------ PROVIDED INFORMATION
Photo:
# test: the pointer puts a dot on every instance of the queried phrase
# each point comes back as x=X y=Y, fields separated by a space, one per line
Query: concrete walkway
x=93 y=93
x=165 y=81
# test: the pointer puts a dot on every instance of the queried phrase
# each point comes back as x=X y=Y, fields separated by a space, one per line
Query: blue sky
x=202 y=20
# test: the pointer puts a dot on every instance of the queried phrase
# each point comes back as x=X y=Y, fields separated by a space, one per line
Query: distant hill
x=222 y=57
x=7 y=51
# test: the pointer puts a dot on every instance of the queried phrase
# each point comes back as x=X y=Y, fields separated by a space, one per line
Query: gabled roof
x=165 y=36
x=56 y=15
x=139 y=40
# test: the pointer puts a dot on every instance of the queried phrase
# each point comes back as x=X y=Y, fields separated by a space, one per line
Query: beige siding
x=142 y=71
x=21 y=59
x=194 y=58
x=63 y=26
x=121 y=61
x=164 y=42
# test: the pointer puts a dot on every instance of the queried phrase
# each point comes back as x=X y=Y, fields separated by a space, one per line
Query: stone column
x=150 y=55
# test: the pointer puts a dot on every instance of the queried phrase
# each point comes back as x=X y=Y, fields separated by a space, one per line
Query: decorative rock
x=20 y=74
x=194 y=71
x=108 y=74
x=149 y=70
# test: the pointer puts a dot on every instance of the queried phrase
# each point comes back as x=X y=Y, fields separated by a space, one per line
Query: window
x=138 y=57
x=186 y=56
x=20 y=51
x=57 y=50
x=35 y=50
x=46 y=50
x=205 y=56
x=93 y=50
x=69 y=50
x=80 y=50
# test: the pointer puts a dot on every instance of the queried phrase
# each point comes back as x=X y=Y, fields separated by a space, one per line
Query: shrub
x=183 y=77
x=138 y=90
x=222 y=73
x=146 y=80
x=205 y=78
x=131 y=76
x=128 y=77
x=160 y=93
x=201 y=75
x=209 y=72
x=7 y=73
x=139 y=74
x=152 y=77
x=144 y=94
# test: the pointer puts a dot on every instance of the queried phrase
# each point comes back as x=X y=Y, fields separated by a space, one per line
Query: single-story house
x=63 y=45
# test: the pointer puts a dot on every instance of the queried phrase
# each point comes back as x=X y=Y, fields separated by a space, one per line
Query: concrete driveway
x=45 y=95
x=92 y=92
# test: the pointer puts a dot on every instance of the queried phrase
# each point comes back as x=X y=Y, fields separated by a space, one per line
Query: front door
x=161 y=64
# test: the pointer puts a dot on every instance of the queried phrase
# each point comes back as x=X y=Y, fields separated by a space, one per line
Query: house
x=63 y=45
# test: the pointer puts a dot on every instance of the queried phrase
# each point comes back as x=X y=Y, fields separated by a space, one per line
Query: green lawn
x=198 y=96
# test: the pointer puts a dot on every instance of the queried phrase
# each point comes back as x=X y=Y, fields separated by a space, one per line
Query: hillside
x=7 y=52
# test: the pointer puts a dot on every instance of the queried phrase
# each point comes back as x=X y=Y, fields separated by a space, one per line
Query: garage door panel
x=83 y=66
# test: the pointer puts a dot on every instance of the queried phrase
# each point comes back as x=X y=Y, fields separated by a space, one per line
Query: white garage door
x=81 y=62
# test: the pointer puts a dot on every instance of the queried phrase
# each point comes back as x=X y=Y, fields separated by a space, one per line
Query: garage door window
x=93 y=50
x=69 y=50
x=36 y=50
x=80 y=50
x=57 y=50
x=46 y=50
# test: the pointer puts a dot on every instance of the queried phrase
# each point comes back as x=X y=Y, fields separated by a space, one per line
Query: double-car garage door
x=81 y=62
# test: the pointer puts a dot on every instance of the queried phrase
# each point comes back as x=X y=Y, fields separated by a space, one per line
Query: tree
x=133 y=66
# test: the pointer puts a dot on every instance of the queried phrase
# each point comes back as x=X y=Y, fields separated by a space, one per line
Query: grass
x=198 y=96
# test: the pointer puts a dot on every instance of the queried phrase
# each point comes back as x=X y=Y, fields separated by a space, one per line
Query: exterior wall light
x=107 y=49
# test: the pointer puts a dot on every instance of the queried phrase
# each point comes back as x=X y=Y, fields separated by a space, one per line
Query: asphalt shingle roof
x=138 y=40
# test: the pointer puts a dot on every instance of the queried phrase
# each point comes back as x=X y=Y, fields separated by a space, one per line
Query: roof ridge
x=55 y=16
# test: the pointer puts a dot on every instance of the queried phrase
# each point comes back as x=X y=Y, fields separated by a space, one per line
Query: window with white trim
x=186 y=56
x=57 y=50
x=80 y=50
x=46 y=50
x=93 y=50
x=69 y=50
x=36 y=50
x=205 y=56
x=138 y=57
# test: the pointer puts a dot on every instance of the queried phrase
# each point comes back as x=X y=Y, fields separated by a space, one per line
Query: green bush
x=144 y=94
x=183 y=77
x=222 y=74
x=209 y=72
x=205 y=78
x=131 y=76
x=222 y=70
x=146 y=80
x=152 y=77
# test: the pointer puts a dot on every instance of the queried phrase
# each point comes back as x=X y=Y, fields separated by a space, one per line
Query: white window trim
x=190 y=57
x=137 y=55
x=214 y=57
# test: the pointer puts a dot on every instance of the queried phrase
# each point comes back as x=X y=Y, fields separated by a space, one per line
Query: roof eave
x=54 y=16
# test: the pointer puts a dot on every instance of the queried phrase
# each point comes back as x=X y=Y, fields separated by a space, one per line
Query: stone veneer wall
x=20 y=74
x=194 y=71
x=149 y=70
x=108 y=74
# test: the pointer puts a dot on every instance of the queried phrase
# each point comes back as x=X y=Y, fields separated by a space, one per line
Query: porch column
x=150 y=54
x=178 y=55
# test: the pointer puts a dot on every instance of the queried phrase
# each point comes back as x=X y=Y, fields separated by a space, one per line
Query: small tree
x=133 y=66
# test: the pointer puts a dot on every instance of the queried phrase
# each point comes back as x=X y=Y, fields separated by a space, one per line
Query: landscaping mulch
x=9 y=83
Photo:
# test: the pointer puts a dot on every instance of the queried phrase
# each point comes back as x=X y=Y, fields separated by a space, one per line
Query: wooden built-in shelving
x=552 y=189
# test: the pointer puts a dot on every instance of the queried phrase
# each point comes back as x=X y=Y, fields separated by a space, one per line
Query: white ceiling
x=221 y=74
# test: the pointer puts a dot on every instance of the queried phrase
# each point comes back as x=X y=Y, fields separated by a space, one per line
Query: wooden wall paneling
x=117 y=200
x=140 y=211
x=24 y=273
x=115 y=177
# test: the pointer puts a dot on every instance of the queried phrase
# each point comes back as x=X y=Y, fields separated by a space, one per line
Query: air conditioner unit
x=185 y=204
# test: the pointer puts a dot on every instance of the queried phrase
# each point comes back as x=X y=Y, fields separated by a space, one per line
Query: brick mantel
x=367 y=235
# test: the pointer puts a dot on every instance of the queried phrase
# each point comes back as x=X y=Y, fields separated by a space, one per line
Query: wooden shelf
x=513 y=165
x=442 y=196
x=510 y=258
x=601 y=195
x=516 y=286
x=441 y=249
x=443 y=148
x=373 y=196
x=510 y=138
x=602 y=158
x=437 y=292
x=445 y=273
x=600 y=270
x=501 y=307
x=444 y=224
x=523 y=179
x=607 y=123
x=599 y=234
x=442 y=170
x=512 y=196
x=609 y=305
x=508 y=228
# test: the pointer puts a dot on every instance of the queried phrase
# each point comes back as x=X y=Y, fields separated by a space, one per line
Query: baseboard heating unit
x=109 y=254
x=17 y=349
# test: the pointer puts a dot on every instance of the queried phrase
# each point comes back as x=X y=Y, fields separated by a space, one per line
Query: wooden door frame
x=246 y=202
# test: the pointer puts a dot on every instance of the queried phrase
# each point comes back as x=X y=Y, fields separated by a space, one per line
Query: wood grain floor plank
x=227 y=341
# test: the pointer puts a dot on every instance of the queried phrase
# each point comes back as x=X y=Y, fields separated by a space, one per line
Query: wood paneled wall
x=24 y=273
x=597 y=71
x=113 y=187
------------
------ PROVIDED INFORMATION
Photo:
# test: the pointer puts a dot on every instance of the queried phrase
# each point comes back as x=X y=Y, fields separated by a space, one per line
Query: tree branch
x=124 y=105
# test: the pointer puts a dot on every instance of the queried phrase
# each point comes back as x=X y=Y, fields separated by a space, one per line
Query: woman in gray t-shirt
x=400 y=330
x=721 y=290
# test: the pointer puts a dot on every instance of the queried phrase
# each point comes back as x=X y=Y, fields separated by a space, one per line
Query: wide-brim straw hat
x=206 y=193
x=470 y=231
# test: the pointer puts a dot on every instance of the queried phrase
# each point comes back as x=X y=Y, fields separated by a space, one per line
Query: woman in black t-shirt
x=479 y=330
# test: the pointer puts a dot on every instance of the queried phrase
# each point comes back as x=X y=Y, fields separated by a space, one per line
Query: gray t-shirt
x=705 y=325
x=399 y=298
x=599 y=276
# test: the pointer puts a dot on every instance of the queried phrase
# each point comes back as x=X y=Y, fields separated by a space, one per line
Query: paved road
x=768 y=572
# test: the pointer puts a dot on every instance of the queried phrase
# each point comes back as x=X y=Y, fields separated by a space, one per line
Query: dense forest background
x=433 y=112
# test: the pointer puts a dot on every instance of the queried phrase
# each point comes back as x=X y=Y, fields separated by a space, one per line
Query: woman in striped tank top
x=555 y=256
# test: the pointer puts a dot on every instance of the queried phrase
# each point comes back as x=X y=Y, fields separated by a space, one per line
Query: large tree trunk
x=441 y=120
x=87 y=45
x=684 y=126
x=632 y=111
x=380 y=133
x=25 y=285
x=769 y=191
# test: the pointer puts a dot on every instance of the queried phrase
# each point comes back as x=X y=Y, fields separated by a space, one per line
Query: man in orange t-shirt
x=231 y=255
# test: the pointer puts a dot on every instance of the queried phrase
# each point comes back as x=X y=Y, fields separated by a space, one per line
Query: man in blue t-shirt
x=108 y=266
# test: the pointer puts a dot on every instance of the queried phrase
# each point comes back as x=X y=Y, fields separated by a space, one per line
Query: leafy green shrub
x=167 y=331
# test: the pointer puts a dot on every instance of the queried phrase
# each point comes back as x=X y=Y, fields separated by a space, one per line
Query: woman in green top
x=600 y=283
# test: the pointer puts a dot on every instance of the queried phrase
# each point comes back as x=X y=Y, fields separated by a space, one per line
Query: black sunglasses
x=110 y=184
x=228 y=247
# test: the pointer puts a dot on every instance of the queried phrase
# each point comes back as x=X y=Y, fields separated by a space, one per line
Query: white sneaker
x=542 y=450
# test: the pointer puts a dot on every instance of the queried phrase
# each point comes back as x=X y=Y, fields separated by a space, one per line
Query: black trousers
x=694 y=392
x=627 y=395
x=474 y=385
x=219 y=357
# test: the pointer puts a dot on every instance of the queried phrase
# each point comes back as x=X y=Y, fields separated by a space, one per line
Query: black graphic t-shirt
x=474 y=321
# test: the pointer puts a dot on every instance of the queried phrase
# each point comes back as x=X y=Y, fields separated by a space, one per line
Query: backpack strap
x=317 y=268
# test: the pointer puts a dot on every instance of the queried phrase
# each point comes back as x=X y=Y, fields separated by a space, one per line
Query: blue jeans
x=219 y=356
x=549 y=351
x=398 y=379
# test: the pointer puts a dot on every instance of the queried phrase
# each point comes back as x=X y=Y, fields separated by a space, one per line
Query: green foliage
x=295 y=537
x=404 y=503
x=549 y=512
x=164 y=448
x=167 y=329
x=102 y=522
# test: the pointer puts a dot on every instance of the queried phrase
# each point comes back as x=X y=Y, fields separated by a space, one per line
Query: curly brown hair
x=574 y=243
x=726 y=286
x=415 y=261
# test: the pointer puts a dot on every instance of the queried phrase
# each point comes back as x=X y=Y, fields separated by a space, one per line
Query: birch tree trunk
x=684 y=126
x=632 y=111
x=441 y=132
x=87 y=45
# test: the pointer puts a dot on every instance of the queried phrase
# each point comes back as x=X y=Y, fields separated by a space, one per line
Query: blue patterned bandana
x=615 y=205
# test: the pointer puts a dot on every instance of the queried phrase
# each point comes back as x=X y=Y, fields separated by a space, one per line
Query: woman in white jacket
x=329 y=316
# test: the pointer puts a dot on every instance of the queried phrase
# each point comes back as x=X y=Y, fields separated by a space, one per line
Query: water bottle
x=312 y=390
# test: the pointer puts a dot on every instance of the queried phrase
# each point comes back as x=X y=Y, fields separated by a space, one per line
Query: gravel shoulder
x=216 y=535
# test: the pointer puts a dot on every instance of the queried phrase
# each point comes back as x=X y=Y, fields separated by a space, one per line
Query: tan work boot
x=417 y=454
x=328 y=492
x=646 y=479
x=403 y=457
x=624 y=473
------------
**INSTRUCTIONS FOR THE TASK:** Gather every line of the records above that contains the word "tree", copying each one in full.

**TASK OUTPUT:**
Query: tree
Query: small tree
Query: tree branch
Query: large tree trunk
Query: birch tree trunk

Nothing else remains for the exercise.